__TASK INSTRUCTIONS__. Print every line of the listing exactly, please.

__DATA EXTRACT__.
##########

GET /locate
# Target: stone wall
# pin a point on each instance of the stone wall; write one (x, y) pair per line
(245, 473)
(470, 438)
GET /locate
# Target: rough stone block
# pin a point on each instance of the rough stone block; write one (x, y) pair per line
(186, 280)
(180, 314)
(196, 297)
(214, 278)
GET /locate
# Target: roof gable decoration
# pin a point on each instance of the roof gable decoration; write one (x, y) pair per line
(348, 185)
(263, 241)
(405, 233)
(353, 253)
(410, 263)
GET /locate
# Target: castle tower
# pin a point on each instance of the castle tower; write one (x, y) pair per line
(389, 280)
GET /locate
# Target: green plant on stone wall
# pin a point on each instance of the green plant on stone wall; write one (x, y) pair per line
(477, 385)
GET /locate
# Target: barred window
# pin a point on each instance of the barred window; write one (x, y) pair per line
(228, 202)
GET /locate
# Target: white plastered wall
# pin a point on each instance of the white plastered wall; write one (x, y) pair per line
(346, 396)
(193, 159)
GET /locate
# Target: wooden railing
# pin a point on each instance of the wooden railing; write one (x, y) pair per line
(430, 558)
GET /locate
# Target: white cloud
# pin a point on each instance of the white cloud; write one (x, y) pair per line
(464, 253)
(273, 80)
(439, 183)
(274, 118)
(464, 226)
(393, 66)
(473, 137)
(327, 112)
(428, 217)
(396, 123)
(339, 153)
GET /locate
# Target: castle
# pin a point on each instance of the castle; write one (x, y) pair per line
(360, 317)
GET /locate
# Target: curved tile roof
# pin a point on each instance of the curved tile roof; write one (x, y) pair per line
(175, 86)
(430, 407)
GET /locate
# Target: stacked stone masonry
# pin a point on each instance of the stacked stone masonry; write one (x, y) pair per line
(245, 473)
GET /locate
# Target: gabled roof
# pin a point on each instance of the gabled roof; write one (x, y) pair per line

##########

__EXERCISE RESULT__.
GET /locate
# Target: stone wall
# pin a point on each instance of the stone wall; write one (x, y) pair per line
(245, 473)
(470, 438)
GET /locate
# Target: rough stone block
# pin a point on each instance of the rough stone block; write one (x, y) pair per line
(186, 280)
(180, 314)
(196, 297)
(214, 278)
GET /locate
# Target: roof gable decoration
# pin a point on each instance of the roof gable decoration; write one (x, y) pair per line
(348, 185)
(263, 241)
(405, 233)
(353, 253)
(410, 263)
GET /locate
# Target: castle tower
# pin a point on each instance of the castle tower; write one (x, y) pair per line
(389, 280)
GET /locate
# Target: green plant on stone wall
# pin a point on each instance of the green plant on stone wall; write one (x, y) pair per line
(477, 385)
GET /locate
# Target: barred window
# pin a point on each instance of the barred window; write one (x, y) pair per line
(228, 202)
GET /locate
# Target: white plastered wall
# pin a point on each instance of the white plastered wall; write one (x, y) pair per line
(346, 396)
(193, 159)
GET /locate
# Target: wooden railing
# pin a point on each instance of the wooden railing; write one (x, y) pair per line
(430, 558)
GET /locate
# Target: white cloud
# pin a point on each instance of the white cloud; write one (x, y) pair per line
(464, 253)
(273, 80)
(439, 183)
(274, 118)
(464, 226)
(393, 66)
(473, 137)
(327, 112)
(428, 217)
(396, 123)
(339, 153)
GET /locate
# Target: castle
# pin a point on each instance of the castle; write one (x, y) pair per line
(360, 317)
GET /locate
# Target: curved tile roof
# pin a point on each instance of the curved tile roof; write one (x, y) pair per line
(175, 86)
(430, 407)
GET /locate
# Target: stacked stone masonry
# pin a point on each instance of the stacked stone masonry; write one (x, y) pair per line
(245, 473)
GET /locate
# Target: gabled roof
# pin a point on each instance of the gabled roof; write one (x, y) pair per line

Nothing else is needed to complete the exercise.